## TÂCHE DEMANDÉE
Recopiez à l'identique toutes les lignes des items qui suivent, sans rien y changer.

# # #

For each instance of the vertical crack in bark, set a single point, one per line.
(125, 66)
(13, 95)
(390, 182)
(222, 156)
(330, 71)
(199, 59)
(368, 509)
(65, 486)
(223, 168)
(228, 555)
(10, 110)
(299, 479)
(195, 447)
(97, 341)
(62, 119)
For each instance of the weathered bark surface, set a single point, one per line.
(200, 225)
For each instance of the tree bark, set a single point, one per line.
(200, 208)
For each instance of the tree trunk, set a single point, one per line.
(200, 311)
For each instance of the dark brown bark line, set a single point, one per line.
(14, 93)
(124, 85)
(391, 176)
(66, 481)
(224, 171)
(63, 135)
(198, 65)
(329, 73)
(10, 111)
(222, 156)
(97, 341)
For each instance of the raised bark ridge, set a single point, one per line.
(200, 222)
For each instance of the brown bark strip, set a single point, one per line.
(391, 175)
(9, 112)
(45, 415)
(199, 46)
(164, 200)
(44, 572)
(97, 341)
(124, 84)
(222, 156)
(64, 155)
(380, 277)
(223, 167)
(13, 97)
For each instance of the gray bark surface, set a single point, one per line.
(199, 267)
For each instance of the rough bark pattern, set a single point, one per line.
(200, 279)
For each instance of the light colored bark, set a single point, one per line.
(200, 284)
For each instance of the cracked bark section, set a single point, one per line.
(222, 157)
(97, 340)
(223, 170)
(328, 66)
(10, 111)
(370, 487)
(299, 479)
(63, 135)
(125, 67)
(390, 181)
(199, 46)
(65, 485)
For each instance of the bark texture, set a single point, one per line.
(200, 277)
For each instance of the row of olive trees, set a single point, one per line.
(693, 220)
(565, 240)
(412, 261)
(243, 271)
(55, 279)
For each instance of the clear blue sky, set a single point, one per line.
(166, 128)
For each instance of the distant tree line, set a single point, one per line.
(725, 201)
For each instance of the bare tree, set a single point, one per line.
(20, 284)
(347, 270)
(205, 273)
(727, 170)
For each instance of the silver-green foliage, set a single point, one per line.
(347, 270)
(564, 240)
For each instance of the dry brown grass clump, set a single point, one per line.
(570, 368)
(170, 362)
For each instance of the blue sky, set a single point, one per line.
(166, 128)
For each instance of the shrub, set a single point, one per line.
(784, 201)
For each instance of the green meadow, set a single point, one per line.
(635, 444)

# # #

## SOLUTION RÉDIGÉE
For each instance of the vertical crack in bark, set a single point, one per line.
(125, 66)
(13, 95)
(390, 182)
(222, 156)
(330, 71)
(199, 59)
(368, 509)
(65, 486)
(223, 168)
(228, 555)
(10, 110)
(299, 479)
(195, 447)
(97, 341)
(62, 119)
For each instance of the weathered bark surface, set a single point, one per line.
(200, 225)
For each instance of the tree bark, set a single point, one per line.
(200, 208)
For each instance of the tree trunk, set a single point, one per line.
(200, 311)
For each instance of the dark brown bark line, set a single point, one per line.
(14, 93)
(124, 85)
(391, 176)
(66, 481)
(224, 171)
(63, 135)
(198, 65)
(329, 73)
(10, 111)
(222, 156)
(97, 341)
For each instance of the raised bark ridge, set a single point, one per line.
(200, 222)
For each instance of the brown bark strip, set a single point, one per line.
(391, 175)
(9, 112)
(45, 415)
(199, 46)
(164, 200)
(44, 572)
(97, 341)
(124, 84)
(222, 156)
(64, 155)
(380, 277)
(223, 167)
(13, 97)
For each instance of the gray bark surface, set a single point, one per line.
(199, 267)
For each instance of the rough bark pattern, set a single point, one per line.
(200, 279)
For each instance of the light colored bark, set a single point, one per line.
(200, 284)
For each instance of the cracked bark section, set a single point, one per line.
(222, 157)
(97, 340)
(223, 170)
(328, 66)
(10, 111)
(370, 487)
(299, 479)
(63, 135)
(125, 67)
(390, 181)
(199, 46)
(65, 485)
For each instance of the bark texture, set a single point, one per line.
(200, 277)
For each instance of the row of olive trees, set a single point, one per line.
(693, 220)
(565, 240)
(412, 261)
(243, 271)
(55, 279)
For each instance of the clear blue sky, set a single point, one per line.
(166, 128)
For each instance of the distant tree line, set a single point, one per line.
(725, 201)
For each instance of the bare tree, set a single point, one per line.
(20, 284)
(347, 270)
(205, 273)
(727, 170)
For each instance of the silver-green foliage, set a single point, one per line.
(347, 270)
(564, 240)
For each instance of the dry brown grass clump, set a single point, one per line.
(570, 368)
(170, 362)
For each instance of the blue sky, set a single point, one per line.
(166, 128)
For each instance of the shrub, set a single point, one per line.
(784, 201)
For each instance of the green meadow, set a single point, one per line.
(635, 444)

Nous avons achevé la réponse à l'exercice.